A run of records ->

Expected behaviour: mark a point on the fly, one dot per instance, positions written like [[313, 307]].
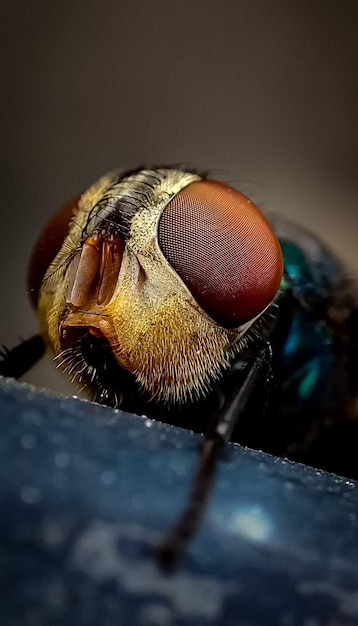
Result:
[[165, 292]]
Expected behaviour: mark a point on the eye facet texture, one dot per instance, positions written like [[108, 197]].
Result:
[[223, 249]]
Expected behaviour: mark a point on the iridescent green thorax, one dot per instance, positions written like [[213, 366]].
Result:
[[307, 354]]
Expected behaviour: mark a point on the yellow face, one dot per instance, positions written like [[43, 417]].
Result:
[[147, 283]]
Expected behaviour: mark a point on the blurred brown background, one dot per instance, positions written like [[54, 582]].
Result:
[[262, 92]]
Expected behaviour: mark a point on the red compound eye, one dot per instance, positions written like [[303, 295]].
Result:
[[223, 249]]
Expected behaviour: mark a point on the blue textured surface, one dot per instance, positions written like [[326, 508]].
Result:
[[87, 491]]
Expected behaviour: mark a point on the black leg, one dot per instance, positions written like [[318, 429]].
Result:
[[16, 362], [218, 434]]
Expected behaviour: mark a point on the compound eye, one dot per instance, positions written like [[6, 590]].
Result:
[[47, 246], [223, 249]]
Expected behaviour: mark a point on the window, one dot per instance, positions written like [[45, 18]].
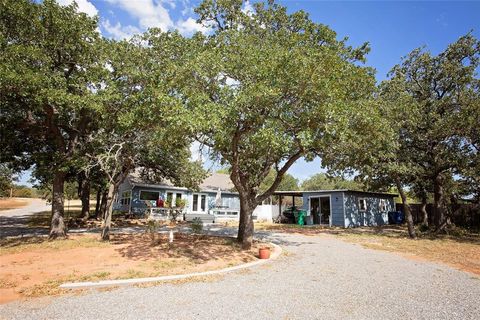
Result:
[[362, 204], [202, 202], [199, 202], [170, 199], [149, 195], [195, 202], [125, 199], [383, 205]]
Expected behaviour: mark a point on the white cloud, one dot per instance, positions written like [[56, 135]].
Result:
[[190, 26], [187, 8], [248, 8], [149, 13], [83, 6], [118, 31]]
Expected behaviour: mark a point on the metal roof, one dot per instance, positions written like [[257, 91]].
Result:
[[300, 193]]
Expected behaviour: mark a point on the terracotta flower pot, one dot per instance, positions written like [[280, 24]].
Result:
[[264, 253]]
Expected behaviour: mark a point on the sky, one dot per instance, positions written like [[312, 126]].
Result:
[[393, 28]]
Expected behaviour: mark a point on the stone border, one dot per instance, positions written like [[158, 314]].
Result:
[[124, 282]]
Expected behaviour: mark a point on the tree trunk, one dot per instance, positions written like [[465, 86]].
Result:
[[245, 226], [407, 211], [438, 208], [112, 192], [85, 197], [103, 204], [423, 210], [107, 217], [97, 204], [57, 227]]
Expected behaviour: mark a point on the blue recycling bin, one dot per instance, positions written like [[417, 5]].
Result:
[[398, 217]]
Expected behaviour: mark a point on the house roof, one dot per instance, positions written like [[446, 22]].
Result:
[[300, 193], [213, 182]]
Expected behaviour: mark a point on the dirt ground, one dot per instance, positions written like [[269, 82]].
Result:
[[12, 203], [32, 267]]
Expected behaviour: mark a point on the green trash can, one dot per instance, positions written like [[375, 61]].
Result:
[[301, 217]]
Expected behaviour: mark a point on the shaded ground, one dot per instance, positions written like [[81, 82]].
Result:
[[35, 267], [318, 277], [12, 203]]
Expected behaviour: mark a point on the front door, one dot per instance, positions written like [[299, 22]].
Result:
[[315, 210], [199, 203], [325, 210]]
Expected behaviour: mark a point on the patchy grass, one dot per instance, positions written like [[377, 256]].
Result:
[[12, 203], [18, 245], [34, 266], [74, 219]]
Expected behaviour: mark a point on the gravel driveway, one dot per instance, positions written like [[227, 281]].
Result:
[[318, 277], [14, 222]]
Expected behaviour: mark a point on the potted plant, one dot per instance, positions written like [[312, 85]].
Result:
[[264, 253]]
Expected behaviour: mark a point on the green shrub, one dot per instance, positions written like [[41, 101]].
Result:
[[197, 225]]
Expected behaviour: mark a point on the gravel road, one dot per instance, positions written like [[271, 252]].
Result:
[[14, 222], [318, 277]]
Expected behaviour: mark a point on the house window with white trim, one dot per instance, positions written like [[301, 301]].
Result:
[[126, 198], [362, 204], [149, 195], [383, 205], [199, 202]]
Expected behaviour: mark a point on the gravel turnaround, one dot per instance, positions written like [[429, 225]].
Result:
[[318, 277]]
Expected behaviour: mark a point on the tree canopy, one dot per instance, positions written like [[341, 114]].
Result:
[[264, 89]]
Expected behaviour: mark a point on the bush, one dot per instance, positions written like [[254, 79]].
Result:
[[423, 228], [197, 225]]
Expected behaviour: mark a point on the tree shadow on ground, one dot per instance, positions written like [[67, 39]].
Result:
[[196, 248]]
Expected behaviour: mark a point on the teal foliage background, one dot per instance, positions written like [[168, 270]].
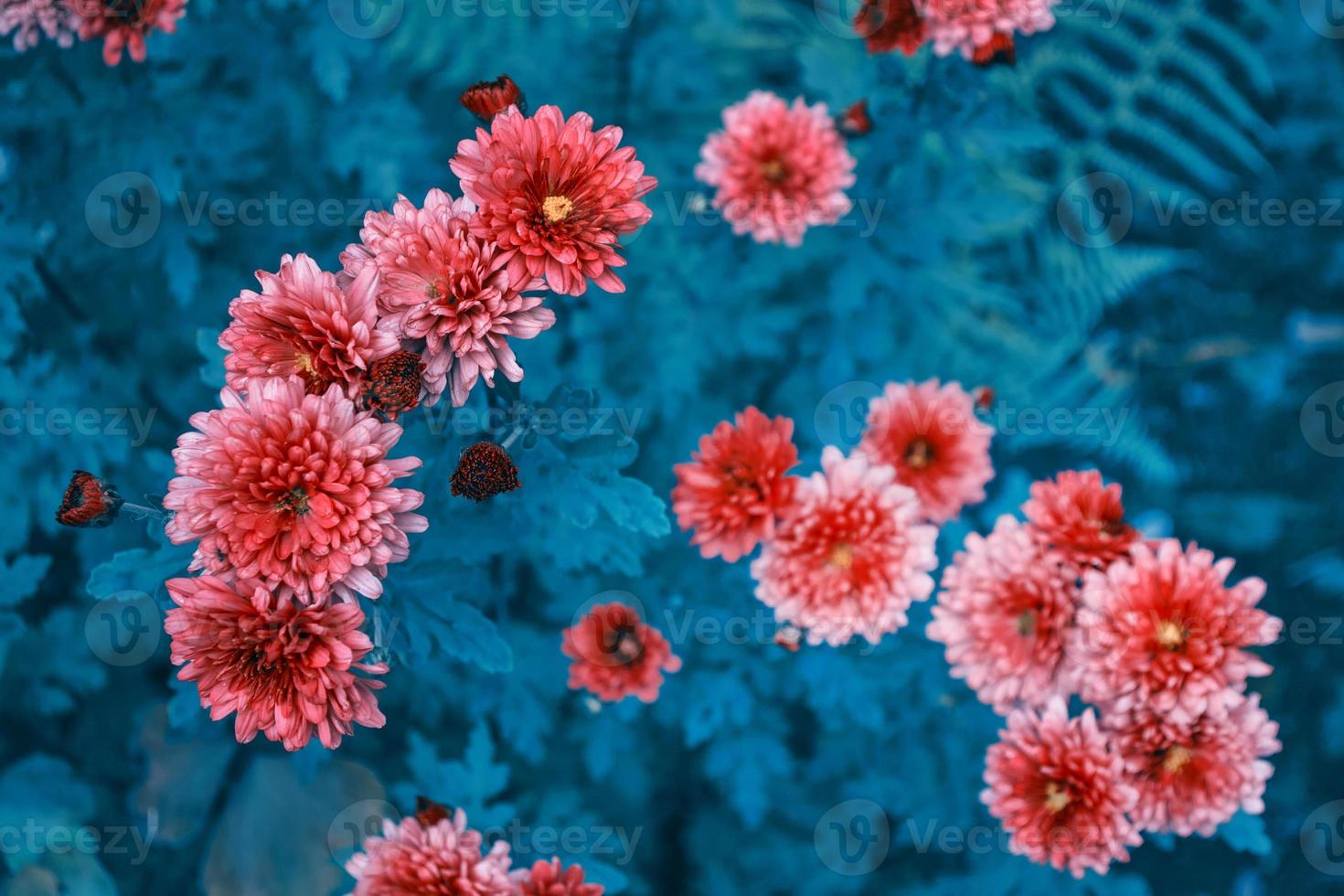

SHORT PROBLEM -> Write out the whole listing again with every "one dot per instance" swapped for "a single dot for each instance" and everything else left as it is. Leave the pictures out.

ANSWER TO THE PROBLEM ->
Expected behaviour: mark a point on the fly, a single dot for each instance, positions written like [[313, 307]].
Result:
[[165, 292]]
Expected behaviour: mark a point on the eye facet texture, a single dot for each instance, positions written like [[108, 197]].
Result:
[[223, 249]]
Expected behaviour: mark a point on the iridescent green thorax, a single dot for each instance, positions written like [[213, 366]].
Result:
[[307, 354]]
Expected behaviour: mark a point on the yellow face, a single dot for each instance, positions written like [[43, 417]].
Result:
[[147, 283]]
Expected behaviour: mark a point on the blurred brown background, a single dot for each instance, positions written like [[54, 582]].
Result:
[[262, 92]]
Expected behaviour: mark a point on the red compound eye, a single dot for each instance, positions written like [[303, 295]].
Result:
[[223, 249]]
Expected behaviour: mark a point on the blue textured surface, a single dot for each instance, positions written like [[326, 508]].
Result:
[[87, 491]]
Expected behaviour: mark a point on the black leg, a single dot for each instance, positions written like [[318, 429]].
Result:
[[16, 362], [218, 434]]
Expected behaviour: mark a point on the compound eye, a single dot for each instance, positions written like [[6, 590]].
Result:
[[47, 246], [223, 249]]
Expected behaviour: mark a point on the window, a single dot for each instance, positions written like [[45, 18]].
Result:
[[362, 204], [202, 202], [199, 202], [170, 199], [149, 195], [195, 202], [125, 199], [383, 205]]
Expected behaviour: mark a point on the white cloud, a single dot for each instance, positions written like [[56, 135]].
Result:
[[190, 26], [187, 8], [248, 8], [149, 13], [83, 6], [118, 31]]
Expected behaviour: mark a point on the metal roof, a single dot for each instance, positions written like [[257, 91]].
Result:
[[300, 193]]
Expected behaviour: mark a point on the terracotta flower pot, a single dot for each instance, positions written like [[280, 24]].
Result:
[[264, 253]]
Expected behaviour: mark a point on the sky, a single dot for each instance, positions written like [[312, 126]].
Result:
[[393, 28]]
Expected behaviour: mark a point on the stone border, a single dot for each instance, positions written like [[158, 314]].
Result:
[[124, 282]]
Expected behaviour: mark a point on the tree trunk, a single dot for each instance, positions written like [[465, 86]].
Result:
[[245, 226], [407, 211], [438, 208], [112, 192], [85, 197], [103, 204], [423, 210], [107, 217], [97, 204], [57, 227]]
Expected behaviour: mark a point on the blue recycling bin, a single dot for each instance, positions written like [[417, 5]].
Result:
[[398, 217]]
Expected behaviour: mark a point on the house roof, a single dot for each instance, positions written like [[446, 22]].
Result:
[[300, 193], [213, 182]]
Expected behaviour: mark a point on the dirt ground, a single dot for each instance, positions written like [[269, 82]].
Result:
[[12, 203], [32, 267]]
Expected behaviour: mark a point on the green trash can, a single dot for each instance, positions written like [[375, 61]].
Result:
[[301, 217]]
Expected behaviour: mark a point on the shaded ground, a single dot for each instance, positions written like [[81, 82]].
Result:
[[35, 267], [318, 277], [12, 203]]
Expected behaviour: mark a point on the front door, a single dot for each instance, positions written like [[299, 22]].
Result:
[[315, 210], [199, 203], [325, 210]]
Expected behaviour: mark a point on the patchy grass, a single dot for each instance, positions written like [[377, 256]].
Result:
[[12, 203], [18, 245], [34, 266], [74, 219]]
Expected behaviour: mark a point on the gravel driveway, a single dot for each instance, positions written like [[227, 281]].
Result:
[[318, 277], [14, 222]]
Expected behaviour: mark a point on the potted plant, a single dot for each instance, positions written like [[312, 85]].
Result:
[[264, 253]]
Expected behaviour: mark a point on the green shrub, a single dot for each instance, positions written like [[41, 101]].
Result:
[[197, 225]]
Expected behaviour: mark a point on the gravel road, a single dot for each instance, positions written like [[271, 252]].
Result:
[[14, 222], [318, 277]]
Expected behaviour: mark a point on the house window with white trim, a single dot for each instance, positions written like [[301, 301]].
Result:
[[126, 198], [362, 204], [149, 195], [383, 205], [199, 202]]
Expected behaviour: mark a point on the gravel turnaround, a single dot for each instance, positions written like [[429, 225]].
Result:
[[318, 277]]
Expected behaviour: mark a point on the tree canopy, a single dot for each instance, positions written like [[341, 114]].
Result:
[[264, 89]]
Expected behaviour: mark a point on the bush, a single dot for each instance, positions written like [[254, 79]].
Result:
[[423, 228], [197, 225]]
Expected behaviour: mark a point on the tree shadow on ground, a single dot for each instance, positions written like [[67, 39]].
Result:
[[196, 248]]
Expected behaviour: mark a point on the teal foliage background, a single dot for each instance, positions written like [[168, 270]].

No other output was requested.